> **EXTRAIT DU DOCUMENT**

Chacune de ces variétés avait ses caractères propres ; les animaux qui les fournissaient appartenaient à des familles différentes. Les plumes de Syrie passaient pour les plus belles : très longues, fines, soyeuses, d’une parfaite élégance de forme. Celles d’Egypte et de Barbarie, remarquables par leur souplesse et l’éclat de leurs couleurs, tenaient le second rang. Beaucoup moins prisées étaient les plumes du Cap, au duvet grêle et maigre ; quant à celles du Yémen, courtes, peu fournies, mal construites, on les considérait comme de mince valeur.

On n’estimait guère alors que les plumes blanches et noires ; les blanches surtout, qui se trouvent seulement sur l’oiseau mâle, dont elles ornent les ailes et la queue. Fort rares par conséquent, celles-là se vendaient extrêmement cher. Les plumes grises, au contraire, qui garnissent les autres parties du corps chez le mâle et le corps entier de la femelle, étaient si peu appréciées que souvent les chasseurs ne se donnaient pas la peine de les recueillir. Des foires d’Alep, des comptoirs du Caire, de Tunis ou de Tanger, ces marchandises étaient dirigées sur Vienne et Livourne. Plus tard, un troisième marché s’établit à Londres pour la plume du Cap. Bien que la France ne reçût directement que les envois insignifians du Sénégal, c’était pourtant chez elle, en dernière analyse, que venaient se déverser tous les autres arrivages, parce que ses ouvriers savaient, seuls, manipuler la plume brute.

Exemples d'étiquetage de points:

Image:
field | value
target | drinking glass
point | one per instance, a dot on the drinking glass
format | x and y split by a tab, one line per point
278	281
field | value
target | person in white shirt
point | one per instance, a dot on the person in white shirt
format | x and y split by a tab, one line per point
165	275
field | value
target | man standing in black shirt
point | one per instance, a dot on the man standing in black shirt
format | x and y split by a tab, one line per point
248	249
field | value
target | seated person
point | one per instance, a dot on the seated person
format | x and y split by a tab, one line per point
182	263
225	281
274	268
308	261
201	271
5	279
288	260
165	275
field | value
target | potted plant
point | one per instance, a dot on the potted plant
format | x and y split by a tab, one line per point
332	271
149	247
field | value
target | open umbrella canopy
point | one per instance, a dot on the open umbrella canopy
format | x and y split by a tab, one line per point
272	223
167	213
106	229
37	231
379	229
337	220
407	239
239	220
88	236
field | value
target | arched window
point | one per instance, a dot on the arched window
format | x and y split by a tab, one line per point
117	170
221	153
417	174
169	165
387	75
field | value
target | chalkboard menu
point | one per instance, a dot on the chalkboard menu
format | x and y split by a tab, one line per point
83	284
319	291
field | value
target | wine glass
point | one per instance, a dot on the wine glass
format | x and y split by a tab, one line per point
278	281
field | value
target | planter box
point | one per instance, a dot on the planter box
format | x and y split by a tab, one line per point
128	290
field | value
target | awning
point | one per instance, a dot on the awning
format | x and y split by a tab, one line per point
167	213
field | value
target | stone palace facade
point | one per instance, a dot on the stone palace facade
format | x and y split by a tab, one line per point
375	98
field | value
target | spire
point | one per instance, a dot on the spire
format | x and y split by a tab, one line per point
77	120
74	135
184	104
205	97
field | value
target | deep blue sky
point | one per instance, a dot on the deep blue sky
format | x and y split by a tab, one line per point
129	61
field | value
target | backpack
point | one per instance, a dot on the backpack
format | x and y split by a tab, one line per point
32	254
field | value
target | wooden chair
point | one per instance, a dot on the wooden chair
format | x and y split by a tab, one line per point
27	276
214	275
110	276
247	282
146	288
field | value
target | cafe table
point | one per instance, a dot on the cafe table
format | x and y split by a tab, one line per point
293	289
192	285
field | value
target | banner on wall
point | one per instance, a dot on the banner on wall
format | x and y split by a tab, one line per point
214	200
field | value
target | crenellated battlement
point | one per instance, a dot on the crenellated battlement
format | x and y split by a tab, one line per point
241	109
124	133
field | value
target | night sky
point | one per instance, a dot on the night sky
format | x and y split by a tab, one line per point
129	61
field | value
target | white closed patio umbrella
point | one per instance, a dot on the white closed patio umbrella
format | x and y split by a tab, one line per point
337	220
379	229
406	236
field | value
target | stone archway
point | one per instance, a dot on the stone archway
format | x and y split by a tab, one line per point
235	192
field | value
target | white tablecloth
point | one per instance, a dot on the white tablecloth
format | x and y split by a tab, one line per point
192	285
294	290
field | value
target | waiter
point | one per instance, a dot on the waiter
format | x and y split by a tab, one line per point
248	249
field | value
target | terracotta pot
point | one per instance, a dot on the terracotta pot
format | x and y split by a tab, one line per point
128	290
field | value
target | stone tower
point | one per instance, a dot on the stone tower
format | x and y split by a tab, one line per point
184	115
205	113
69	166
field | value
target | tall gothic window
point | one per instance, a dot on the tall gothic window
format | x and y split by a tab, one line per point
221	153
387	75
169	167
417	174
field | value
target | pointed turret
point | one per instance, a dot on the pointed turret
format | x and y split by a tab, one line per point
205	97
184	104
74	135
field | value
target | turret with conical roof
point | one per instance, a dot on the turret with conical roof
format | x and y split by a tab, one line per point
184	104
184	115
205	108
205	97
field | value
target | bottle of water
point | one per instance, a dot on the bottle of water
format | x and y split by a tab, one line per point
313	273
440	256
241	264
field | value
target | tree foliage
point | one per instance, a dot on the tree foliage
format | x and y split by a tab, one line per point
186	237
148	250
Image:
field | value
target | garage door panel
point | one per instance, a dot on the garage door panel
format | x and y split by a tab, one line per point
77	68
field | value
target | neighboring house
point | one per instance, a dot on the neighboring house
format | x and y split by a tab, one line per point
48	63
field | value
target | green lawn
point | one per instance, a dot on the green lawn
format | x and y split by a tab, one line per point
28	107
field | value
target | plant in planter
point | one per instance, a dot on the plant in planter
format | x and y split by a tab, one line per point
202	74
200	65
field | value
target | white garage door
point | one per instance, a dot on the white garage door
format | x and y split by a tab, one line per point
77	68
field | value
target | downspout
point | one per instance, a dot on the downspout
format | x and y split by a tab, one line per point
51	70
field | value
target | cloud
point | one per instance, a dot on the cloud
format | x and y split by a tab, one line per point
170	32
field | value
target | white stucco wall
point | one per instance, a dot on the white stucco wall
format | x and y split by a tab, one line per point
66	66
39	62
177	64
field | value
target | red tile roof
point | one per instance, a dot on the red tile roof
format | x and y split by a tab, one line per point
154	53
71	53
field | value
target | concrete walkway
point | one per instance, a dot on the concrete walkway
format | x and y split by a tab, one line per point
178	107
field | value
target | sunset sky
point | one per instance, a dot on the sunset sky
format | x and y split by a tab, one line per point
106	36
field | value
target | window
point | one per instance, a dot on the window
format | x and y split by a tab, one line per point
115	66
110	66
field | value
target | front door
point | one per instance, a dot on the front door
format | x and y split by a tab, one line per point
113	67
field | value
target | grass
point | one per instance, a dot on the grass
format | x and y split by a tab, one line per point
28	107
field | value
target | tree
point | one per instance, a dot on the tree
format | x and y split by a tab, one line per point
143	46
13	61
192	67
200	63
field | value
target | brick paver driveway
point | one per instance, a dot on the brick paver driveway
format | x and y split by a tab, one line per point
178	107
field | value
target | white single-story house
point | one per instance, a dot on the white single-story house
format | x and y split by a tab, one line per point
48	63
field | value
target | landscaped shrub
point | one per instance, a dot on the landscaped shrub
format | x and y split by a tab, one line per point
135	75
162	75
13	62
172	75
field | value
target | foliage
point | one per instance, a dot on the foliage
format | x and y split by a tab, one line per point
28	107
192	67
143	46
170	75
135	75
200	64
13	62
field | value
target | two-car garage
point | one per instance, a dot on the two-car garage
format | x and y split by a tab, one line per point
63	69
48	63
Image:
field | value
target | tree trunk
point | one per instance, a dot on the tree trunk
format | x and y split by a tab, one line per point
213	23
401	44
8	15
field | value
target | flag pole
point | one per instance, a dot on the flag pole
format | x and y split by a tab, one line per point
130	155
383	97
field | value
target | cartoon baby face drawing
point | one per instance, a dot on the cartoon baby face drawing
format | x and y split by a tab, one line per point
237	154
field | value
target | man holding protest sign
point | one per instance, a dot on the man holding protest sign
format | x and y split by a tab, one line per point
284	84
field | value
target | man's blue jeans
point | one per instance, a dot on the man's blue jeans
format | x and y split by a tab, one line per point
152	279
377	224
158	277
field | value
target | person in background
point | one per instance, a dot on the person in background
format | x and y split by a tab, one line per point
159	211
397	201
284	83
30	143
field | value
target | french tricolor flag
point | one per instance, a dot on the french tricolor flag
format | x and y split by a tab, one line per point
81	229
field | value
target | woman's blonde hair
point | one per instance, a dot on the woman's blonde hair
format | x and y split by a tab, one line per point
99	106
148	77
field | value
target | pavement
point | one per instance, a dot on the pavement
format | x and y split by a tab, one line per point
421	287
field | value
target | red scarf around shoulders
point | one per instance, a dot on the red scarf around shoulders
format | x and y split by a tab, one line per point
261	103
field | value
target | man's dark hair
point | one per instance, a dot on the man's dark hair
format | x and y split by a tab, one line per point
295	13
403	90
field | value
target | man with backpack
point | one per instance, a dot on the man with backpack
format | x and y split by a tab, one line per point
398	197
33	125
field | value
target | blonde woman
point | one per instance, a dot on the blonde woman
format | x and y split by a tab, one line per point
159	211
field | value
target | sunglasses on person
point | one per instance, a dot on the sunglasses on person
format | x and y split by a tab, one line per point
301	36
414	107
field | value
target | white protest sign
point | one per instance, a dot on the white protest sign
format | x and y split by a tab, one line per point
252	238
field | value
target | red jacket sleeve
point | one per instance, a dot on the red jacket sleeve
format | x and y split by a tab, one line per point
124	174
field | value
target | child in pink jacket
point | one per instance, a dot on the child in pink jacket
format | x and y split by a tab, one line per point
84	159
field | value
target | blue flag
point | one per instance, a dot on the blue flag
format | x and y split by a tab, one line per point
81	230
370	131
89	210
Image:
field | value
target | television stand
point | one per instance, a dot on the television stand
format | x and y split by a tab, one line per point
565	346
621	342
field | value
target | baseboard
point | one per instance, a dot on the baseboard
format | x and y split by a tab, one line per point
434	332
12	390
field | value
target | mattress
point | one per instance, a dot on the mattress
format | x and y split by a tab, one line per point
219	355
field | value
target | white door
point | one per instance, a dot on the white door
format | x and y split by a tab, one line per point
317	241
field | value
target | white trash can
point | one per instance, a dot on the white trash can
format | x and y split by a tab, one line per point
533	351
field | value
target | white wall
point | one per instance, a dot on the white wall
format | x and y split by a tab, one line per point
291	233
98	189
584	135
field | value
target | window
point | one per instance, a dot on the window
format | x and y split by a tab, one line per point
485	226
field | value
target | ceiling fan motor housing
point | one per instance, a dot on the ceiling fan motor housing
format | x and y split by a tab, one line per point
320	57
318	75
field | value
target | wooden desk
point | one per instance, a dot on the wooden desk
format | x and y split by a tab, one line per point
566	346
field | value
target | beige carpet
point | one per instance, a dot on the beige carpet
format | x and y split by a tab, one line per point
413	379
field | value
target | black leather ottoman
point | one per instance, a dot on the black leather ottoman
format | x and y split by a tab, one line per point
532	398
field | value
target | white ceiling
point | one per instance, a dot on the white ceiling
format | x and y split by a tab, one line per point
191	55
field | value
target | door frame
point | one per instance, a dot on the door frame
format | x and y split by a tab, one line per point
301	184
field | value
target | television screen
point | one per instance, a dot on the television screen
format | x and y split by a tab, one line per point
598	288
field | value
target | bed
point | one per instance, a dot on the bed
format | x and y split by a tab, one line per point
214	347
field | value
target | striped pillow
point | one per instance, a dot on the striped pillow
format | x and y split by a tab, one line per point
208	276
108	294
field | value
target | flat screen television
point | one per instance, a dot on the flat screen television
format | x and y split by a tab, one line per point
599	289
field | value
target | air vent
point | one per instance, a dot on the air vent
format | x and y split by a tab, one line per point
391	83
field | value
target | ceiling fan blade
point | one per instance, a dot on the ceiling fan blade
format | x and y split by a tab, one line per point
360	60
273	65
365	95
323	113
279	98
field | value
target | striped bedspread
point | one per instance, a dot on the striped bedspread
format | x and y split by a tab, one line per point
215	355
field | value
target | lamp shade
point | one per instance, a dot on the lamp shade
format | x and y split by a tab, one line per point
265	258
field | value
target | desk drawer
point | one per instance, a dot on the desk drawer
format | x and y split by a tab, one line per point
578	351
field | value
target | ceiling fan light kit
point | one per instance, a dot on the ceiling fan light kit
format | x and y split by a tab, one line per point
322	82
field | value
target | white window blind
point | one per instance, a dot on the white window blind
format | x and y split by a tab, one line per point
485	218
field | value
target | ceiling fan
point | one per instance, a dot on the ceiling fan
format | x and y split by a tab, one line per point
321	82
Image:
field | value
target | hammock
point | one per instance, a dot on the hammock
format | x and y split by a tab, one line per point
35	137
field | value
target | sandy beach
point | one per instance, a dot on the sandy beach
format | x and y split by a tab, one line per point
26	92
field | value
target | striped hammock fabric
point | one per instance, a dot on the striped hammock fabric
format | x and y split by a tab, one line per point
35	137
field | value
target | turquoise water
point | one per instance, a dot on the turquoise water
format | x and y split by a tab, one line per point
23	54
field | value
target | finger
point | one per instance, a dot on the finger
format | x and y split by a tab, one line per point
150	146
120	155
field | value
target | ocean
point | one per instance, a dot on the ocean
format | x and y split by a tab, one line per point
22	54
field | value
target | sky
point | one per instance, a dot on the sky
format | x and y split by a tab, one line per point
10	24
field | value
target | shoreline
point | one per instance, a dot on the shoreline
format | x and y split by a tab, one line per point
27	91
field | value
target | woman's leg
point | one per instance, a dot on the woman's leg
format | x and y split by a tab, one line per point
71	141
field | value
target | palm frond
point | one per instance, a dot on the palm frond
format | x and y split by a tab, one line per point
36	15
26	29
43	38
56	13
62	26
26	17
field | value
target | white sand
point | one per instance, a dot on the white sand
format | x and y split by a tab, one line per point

> **CONSIGNE A**
D'après l'extrait sur le commerce des plumes, pourquoi les autres arrivages aboutissaient-ils finalement en France ? Répondez en une à trois phrases.
> **CONSIGNE B**
Dans l'extrait sur le commerce des plumes, reproduisez sans modification le passage qui va de "Chacune de ces" jusqu'à "de mince valeur." inclus.
> **CONSIGNE C**
Poursuivez le texte sur le commerce des plumes à partir de sa dernière phrase.
Cette liste est un matériau indépendant de l'extrait sur le commerce des plumes.

> **RÉPONSE A**
Tous les autres arrivages finissaient par se déverser en France parce que ses ouvriers étaient les seuls à savoir manipuler la plume brute. Cela valait même si la France ne recevait directement que les envois insignifiants du Sénégal.

> **RÉPONSE B**
Chacune de ces variétés avait ses caractères propres ; les animaux qui les fournissaient appartenaient à des familles différentes. Les plumes de Syrie passaient pour les plus belles : très longues, fines, soyeuses, d’une parfaite élégance de forme. Celles d’Egypte et de Barbarie, remarquables par leur souplesse et l’éclat de leurs couleurs, tenaient le second rang. Beaucoup moins prisées étaient les plumes du Cap, au duvet grêle et maigre ; quant à celles du Yémen, courtes, peu fournies, mal construites, on les considérait comme de mince valeur.

> **RÉPONSE C**
Brute ou travaillée, les négocians européens avaient commencé, vers 1830, à ne plus pouvoir l’acquérir avec la même facilité qu’autrefois. Elle se raréfiait d’année en année : les belles plumes valaient une cinquantaine de francs, on en offrait dans les corbeilles de mariage. Le renchérissement fut tel que ces produits semblaient destinés à ne trouver bientôt plus que peu d’acheteurs. Les chasses, depuis trois ou quatre siècles, avaient détruit tant d’animaux que l’autruche, redescendue d’abord du nord de l’Afrique au Soudan, émigrée ensuite au sud, y était très difficile à capturer, dans les immenses plaines de la région du Cap. En Arabie et dans l’Iran, les mêmes causes avaient produit les mêmes effets. Malgré la prodigieuse fécondité de l’animal, on pouvait craindre qu’il ne devînt un jour introuvable.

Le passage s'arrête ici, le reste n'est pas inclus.